Find each line in the records below that contains the word "coat" and copy those lines out, treating uppercase and lowercase as different.

--- BEGIN Rows ---

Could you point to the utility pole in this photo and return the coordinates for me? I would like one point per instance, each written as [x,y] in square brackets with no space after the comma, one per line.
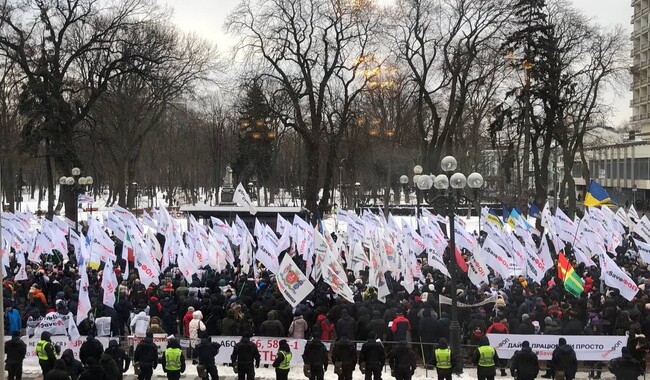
[2,306]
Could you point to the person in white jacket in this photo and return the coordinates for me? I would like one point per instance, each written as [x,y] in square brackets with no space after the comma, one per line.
[140,324]
[196,325]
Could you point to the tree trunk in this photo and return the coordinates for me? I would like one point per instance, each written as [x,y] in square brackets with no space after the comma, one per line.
[50,182]
[311,184]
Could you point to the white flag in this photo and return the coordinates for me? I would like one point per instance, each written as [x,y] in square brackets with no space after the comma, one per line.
[644,250]
[292,283]
[643,228]
[616,278]
[83,306]
[241,197]
[109,284]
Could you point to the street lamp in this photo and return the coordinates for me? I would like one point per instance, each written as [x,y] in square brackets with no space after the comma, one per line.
[452,183]
[404,180]
[78,186]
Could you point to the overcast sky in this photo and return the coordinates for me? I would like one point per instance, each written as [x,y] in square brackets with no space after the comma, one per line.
[206,18]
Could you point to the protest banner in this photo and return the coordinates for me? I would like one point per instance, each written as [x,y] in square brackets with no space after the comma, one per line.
[590,348]
[58,340]
[159,340]
[268,348]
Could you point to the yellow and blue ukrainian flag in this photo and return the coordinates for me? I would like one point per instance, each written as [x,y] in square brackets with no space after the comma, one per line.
[597,196]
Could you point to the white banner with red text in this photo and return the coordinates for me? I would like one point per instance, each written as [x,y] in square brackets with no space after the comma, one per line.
[61,341]
[587,347]
[268,348]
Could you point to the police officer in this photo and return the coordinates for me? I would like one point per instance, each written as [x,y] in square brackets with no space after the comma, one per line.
[282,362]
[344,357]
[46,353]
[524,364]
[315,358]
[173,361]
[443,360]
[246,357]
[373,357]
[146,357]
[16,350]
[485,357]
[206,351]
[402,361]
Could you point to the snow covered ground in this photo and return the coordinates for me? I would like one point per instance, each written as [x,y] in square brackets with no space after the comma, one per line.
[226,373]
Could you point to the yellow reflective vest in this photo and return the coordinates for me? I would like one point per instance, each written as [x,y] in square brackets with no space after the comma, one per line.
[286,363]
[173,359]
[486,358]
[40,350]
[443,358]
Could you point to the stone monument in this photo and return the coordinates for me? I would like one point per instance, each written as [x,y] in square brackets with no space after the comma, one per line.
[227,191]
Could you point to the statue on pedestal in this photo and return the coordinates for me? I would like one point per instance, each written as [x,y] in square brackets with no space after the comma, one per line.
[228,190]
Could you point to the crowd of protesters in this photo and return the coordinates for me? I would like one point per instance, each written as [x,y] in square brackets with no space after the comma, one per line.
[231,303]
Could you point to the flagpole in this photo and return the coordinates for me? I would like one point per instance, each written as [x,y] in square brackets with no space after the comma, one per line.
[2,307]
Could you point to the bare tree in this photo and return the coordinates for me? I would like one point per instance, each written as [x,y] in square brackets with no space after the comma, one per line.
[311,49]
[441,42]
[49,41]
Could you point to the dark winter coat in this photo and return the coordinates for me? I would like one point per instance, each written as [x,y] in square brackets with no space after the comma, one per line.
[72,365]
[121,358]
[564,359]
[524,364]
[573,327]
[373,354]
[206,351]
[345,327]
[315,354]
[525,328]
[345,352]
[94,372]
[402,358]
[146,352]
[91,348]
[625,367]
[272,327]
[59,372]
[246,354]
[16,350]
[109,366]
[229,326]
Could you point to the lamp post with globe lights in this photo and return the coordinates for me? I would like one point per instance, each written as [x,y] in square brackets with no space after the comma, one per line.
[452,184]
[77,185]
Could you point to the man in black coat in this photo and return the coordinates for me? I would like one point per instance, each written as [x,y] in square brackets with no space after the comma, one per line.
[246,357]
[72,365]
[625,367]
[428,329]
[315,355]
[402,361]
[524,364]
[91,348]
[121,358]
[206,351]
[16,350]
[345,326]
[146,355]
[344,356]
[373,356]
[526,326]
[564,359]
[58,372]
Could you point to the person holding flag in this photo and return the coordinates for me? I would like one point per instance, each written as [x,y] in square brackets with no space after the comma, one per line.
[597,196]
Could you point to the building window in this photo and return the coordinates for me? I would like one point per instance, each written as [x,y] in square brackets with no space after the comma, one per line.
[641,167]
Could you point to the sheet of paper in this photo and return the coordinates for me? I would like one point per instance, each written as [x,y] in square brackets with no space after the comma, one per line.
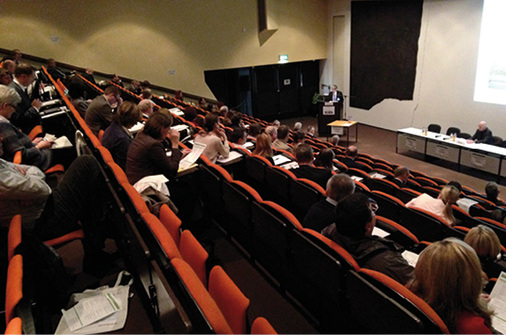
[498,304]
[280,159]
[410,257]
[192,157]
[90,310]
[231,156]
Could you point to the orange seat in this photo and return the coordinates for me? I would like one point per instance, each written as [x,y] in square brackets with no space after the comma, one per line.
[262,326]
[194,254]
[229,298]
[15,327]
[14,236]
[14,287]
[202,297]
[171,222]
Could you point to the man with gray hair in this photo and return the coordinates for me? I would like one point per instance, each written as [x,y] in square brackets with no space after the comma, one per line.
[13,140]
[322,213]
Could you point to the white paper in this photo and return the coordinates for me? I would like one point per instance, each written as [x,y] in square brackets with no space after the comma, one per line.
[410,257]
[90,310]
[231,156]
[498,303]
[280,159]
[192,157]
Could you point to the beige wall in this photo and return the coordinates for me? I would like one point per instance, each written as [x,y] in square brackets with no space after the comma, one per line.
[446,69]
[146,39]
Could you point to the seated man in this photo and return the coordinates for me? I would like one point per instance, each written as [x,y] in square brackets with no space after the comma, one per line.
[27,115]
[401,174]
[353,231]
[482,134]
[323,213]
[32,153]
[304,157]
[99,113]
[351,155]
[492,191]
[281,142]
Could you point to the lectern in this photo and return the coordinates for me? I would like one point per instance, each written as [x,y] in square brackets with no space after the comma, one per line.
[328,111]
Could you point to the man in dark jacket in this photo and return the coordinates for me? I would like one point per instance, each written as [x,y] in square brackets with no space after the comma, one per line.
[353,230]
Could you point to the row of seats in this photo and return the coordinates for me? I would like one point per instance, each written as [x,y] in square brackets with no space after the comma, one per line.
[186,256]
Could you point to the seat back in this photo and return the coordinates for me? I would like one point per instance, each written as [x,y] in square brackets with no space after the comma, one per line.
[303,194]
[205,314]
[194,254]
[14,236]
[171,222]
[229,298]
[262,326]
[14,287]
[386,306]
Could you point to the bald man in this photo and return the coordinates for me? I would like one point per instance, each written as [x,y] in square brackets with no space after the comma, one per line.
[482,135]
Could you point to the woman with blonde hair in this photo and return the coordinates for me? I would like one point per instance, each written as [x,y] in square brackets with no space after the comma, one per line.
[263,147]
[448,278]
[487,246]
[442,206]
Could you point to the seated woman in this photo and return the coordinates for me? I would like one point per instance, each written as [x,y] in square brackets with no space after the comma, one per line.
[325,159]
[263,147]
[441,206]
[213,136]
[487,246]
[117,137]
[146,155]
[448,277]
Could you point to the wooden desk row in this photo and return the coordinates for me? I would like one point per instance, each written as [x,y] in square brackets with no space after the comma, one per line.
[479,156]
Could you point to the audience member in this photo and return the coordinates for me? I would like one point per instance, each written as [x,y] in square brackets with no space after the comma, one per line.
[54,71]
[334,140]
[448,277]
[147,94]
[146,155]
[254,130]
[99,113]
[353,231]
[117,137]
[487,246]
[5,77]
[146,107]
[401,176]
[117,80]
[239,137]
[323,212]
[76,93]
[272,132]
[202,103]
[9,65]
[492,191]
[263,147]
[135,87]
[304,157]
[213,136]
[442,206]
[34,152]
[482,135]
[325,159]
[281,142]
[298,138]
[351,155]
[27,115]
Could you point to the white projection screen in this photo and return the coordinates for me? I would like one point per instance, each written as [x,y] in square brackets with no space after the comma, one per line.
[490,83]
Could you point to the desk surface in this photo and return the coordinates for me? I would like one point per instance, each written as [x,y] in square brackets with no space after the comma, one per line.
[443,138]
[342,123]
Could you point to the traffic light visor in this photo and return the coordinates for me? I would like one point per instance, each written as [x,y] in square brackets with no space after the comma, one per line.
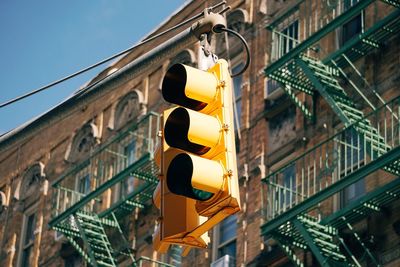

--- END Rows ---

**Complete answer:**
Could you point to the dark winter coat in this photo and return the coordinates for me? I would like one point per instance, each written as [x,y] in square brackets with no space after the comma, one per line.
Could you point to the man in black coat in this photo and return the coordinates for me? I would like one point per instance, each written as [x,y] in square brackets with no space after the comma, one per line.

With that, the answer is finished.